* START *

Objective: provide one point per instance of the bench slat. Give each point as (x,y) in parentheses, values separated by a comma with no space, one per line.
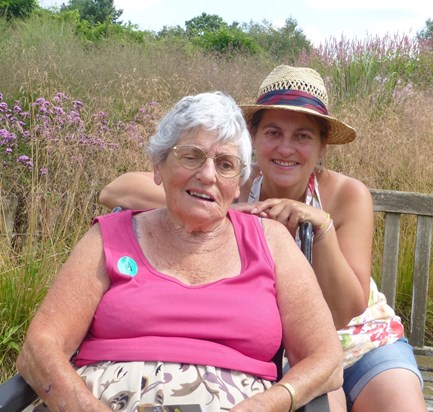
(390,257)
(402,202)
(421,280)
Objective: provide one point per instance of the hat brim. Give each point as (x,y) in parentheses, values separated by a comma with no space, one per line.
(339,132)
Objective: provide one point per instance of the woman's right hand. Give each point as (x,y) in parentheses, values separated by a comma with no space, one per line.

* END *

Required work:
Convert the part of the entries that opens with the line containing "Objective: provide one point per instance of the hat" and runs through the end into a Markdown table. Use the columns Row and Line, giving each line its own numbered row and leaving out blank lines.

Solution to this task:
| Row | Line |
|---|---|
| 1 | Objective: provide one point per instance of the hat brim. Give each point as (x,y) in parentheses, values separated by a comma with no space, one per line. |
| 2 | (339,132) |
| 3 | Objective: provide one point per instance of the woman's right hand. Give each point as (x,y) in parentheses, values separated by a comma with no space, one per line. |